### Selected extract
# CSI 402 – Systems Programming – Spring 2014 Programming Assignment IV

**Date given:** Mar. 27, 2014 **Due date:** Apr. 16, 2014

Weightage: 10%

The deadline for this assignment is 11 PM, Wednesday, April 16, 2014. With lateness penalty, the program will be accepted until 11 PM, Friday, April 18, 2014. The assignment won't be accepted after 11 PM, Friday, April 18, 2014.

<u>Very important:</u> Your source program must consist of two or more C files and you must also have a makefile. The C files (with extension ".c"), header files (with extension ".h") and the makefile must be submitted together using the turnin-csi402 command. Instructions for using turnin-csi402 and additional specifications for the makefile will be included in the README file for this assignment.

You are required to implement an assembler for a hypothetical computer called TMIPS. Details regarding the architecture of TMIPS and its assembly language appear elsewhere in this handout. You may choose either a 1-pass design or a 2-pass design for the assembler.

The executable version of your program must be named p4. It will be executed using a command line of the following form:

Here, the argument *infile* specifies the name of an input file containing a program written in TMIPS assembly language. Your program must assemble the specified input file. If the assembly language program does not contain any syntax errors, your program must produce two output files, one file containing the object code and the other file containing the symbol table. If there are syntax errors, your program must produce only an error file. For this program, *all* the input and output files are text files. The naming conventions for the output files and their formats are discussed below.

Naming conventions for output files: For each input file, the names of the output files must be generated as follows. The root name of the input file is obtained from the string corresponding to the name of the file by including all the characters up to but *not* including the *last* occurrence of the period ('.'); if the source file name does not contain a period, then the root name is the entire source file name. The name of the object code file is obtained by appending the string ".obj" to the root name. The name of the symbol table file is obtained by appending the string ".sym" to the root name. Similarly, the name of the error file is obtained by appending the string ".err" to the root name.

### Supplied data
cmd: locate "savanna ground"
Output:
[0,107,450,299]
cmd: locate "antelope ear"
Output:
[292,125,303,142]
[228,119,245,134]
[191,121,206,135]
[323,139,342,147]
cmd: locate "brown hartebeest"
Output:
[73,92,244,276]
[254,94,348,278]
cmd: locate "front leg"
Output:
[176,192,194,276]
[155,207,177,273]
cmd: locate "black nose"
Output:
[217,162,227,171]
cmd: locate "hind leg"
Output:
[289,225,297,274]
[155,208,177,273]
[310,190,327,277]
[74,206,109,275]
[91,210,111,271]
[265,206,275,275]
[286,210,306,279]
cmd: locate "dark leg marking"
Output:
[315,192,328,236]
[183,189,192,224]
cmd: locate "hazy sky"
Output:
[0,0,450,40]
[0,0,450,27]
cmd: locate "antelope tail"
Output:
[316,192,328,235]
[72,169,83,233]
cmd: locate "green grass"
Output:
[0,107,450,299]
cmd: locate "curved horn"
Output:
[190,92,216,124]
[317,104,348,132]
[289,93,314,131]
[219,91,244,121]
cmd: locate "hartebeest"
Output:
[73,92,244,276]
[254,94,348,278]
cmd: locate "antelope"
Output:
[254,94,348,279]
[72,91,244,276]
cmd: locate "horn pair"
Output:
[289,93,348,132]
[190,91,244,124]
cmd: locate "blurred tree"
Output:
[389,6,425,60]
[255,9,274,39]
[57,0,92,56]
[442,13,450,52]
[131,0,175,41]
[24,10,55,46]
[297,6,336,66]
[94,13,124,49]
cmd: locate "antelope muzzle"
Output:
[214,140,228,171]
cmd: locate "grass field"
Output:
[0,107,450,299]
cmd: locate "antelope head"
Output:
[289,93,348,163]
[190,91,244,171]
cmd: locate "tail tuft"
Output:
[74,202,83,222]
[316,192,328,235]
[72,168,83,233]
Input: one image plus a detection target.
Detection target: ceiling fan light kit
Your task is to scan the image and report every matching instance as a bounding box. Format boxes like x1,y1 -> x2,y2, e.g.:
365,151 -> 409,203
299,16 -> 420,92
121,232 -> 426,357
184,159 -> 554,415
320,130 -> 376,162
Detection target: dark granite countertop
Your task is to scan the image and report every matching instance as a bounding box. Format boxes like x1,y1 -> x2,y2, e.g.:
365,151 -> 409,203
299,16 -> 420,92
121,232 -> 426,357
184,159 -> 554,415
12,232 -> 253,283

### Exercise tasks
**1.** List every file extension that the assignment handout names.
**2.** Filter the records, keeping every line that contains the string "grass".

### Answers to the tasks
**1.** .c, .h, .obj, .sym, .err

**2.**
cmd: locate "green grass"
cmd: locate "grass field"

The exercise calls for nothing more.